Edit the lines from the one containing "Point to the ceiling fan motor" through the end of the lines, replacing "white pillow" with "bed pillow" and leaving everything else unchanged. Give back only those lines.

--- Start ---

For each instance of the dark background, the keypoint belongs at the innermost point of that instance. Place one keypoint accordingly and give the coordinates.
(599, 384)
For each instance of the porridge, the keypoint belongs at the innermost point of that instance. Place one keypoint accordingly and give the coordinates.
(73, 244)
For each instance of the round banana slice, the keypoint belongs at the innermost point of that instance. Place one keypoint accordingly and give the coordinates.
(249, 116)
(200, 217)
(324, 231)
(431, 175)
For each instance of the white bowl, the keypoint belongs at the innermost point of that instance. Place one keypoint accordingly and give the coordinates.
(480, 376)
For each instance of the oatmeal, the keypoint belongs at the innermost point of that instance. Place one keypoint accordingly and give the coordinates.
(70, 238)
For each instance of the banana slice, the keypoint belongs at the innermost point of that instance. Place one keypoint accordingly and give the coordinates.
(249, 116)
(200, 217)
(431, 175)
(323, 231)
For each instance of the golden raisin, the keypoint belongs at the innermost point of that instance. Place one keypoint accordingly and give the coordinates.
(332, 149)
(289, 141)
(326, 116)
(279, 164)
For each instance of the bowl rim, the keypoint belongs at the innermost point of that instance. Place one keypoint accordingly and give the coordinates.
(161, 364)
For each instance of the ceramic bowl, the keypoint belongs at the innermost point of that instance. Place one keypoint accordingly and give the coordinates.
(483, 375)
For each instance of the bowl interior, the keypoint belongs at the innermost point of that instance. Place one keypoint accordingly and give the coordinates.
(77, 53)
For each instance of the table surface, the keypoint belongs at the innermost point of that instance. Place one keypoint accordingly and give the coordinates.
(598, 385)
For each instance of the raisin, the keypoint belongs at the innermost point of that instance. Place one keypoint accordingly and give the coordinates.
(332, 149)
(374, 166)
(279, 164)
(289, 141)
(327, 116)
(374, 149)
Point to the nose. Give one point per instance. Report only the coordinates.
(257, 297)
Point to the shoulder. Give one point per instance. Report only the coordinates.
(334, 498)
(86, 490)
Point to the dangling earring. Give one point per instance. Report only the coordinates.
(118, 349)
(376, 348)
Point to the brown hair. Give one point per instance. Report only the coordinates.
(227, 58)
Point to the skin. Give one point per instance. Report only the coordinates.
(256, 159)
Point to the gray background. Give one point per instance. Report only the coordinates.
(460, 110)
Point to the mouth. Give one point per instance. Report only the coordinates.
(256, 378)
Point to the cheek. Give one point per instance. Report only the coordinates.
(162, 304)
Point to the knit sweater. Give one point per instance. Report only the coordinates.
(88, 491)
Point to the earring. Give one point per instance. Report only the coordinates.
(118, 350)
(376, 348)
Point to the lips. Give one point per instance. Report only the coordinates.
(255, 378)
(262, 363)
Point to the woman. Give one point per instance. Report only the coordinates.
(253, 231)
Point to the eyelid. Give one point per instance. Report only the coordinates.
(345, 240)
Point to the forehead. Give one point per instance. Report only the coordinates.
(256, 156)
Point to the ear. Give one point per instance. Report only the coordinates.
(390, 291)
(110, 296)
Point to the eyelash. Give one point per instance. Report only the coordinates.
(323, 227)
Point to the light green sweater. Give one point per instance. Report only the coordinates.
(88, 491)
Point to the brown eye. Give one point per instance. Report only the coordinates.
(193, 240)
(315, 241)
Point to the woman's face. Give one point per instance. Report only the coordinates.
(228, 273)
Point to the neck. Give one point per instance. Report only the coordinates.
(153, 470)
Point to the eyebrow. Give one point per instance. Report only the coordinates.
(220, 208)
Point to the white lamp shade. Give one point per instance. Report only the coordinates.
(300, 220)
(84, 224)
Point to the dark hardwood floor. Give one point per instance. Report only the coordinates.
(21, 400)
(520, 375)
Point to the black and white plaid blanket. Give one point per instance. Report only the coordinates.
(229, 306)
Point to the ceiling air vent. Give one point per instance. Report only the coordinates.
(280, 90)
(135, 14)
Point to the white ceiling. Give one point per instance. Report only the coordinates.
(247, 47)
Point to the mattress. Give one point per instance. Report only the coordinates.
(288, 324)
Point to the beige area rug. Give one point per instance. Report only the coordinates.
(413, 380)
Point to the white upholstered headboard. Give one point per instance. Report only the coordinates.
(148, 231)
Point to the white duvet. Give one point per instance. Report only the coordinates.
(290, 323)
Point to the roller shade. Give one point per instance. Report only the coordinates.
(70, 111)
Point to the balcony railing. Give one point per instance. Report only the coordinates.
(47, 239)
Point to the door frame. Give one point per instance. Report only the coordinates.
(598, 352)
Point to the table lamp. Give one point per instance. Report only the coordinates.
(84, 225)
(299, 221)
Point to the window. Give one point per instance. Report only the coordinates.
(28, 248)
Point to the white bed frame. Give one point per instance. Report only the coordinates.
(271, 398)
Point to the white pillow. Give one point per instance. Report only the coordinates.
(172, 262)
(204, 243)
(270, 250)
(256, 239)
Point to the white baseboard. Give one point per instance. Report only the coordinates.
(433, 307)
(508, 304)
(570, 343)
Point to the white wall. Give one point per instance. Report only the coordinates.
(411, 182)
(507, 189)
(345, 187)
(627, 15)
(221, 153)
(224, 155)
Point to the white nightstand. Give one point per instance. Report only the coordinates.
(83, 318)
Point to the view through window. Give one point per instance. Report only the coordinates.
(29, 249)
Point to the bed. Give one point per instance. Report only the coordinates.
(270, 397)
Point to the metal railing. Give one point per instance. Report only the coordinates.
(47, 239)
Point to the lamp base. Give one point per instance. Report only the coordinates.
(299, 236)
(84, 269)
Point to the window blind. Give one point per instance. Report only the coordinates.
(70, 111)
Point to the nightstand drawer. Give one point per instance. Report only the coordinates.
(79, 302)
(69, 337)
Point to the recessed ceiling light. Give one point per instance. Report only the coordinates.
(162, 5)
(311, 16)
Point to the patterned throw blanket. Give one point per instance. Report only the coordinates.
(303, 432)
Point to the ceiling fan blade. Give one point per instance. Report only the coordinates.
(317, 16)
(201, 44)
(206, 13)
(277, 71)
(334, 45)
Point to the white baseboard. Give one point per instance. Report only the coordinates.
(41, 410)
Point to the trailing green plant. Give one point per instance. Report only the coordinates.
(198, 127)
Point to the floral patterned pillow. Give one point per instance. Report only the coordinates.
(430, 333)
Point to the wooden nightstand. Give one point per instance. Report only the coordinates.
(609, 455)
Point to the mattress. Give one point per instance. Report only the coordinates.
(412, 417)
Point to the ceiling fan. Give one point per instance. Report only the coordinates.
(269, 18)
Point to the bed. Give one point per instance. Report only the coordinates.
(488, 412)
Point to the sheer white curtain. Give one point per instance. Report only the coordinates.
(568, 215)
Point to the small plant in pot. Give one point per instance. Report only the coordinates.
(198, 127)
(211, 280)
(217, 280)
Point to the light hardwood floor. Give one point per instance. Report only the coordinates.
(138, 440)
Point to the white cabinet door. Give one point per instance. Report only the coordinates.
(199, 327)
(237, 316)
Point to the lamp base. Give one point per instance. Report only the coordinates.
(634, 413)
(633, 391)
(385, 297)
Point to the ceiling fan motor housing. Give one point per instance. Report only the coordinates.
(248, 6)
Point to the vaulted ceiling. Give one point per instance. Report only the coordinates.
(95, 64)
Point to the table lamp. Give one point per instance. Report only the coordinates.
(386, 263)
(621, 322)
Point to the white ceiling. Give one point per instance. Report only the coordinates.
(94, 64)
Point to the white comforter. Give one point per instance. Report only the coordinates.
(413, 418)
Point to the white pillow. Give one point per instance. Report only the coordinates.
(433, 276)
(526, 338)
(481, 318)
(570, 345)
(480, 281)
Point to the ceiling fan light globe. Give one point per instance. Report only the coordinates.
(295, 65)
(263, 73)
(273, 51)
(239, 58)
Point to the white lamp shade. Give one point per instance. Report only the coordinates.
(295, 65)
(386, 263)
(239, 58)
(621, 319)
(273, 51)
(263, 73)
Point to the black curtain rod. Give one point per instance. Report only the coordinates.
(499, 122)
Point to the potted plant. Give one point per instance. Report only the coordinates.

--- End ---

* _WRITTEN RESPONSE_:
Point to the ceiling fan motor housing. Give one point per instance. Report only the coordinates.
(248, 6)
Point to the vaulted ceiling. Give one point per instance. Report only the coordinates.
(95, 64)
Point to the table lamp. Give one point per instance. Report only the coordinates.
(386, 263)
(621, 322)
Point to the white ceiling. Give one point per instance. Report only the coordinates.
(94, 64)
Point to the white comforter. Give one point per instance. Report only the coordinates.
(413, 418)
Point to the bed pillow. Give one point per instance. Report only the coordinates.
(433, 276)
(526, 338)
(481, 318)
(570, 345)
(480, 281)
Point to the ceiling fan light globe. Give one point per instance. Report only the coordinates.
(295, 65)
(263, 73)
(273, 51)
(239, 58)
Point to the white lamp shade. Give one point per instance. Report only the coordinates.
(295, 65)
(386, 263)
(239, 58)
(621, 319)
(273, 51)
(263, 73)
Point to the black curtain rod. Give one point per instance. Report only the coordinates.
(499, 122)
Point to the potted plant. Give one point per instance. Report only the coordinates.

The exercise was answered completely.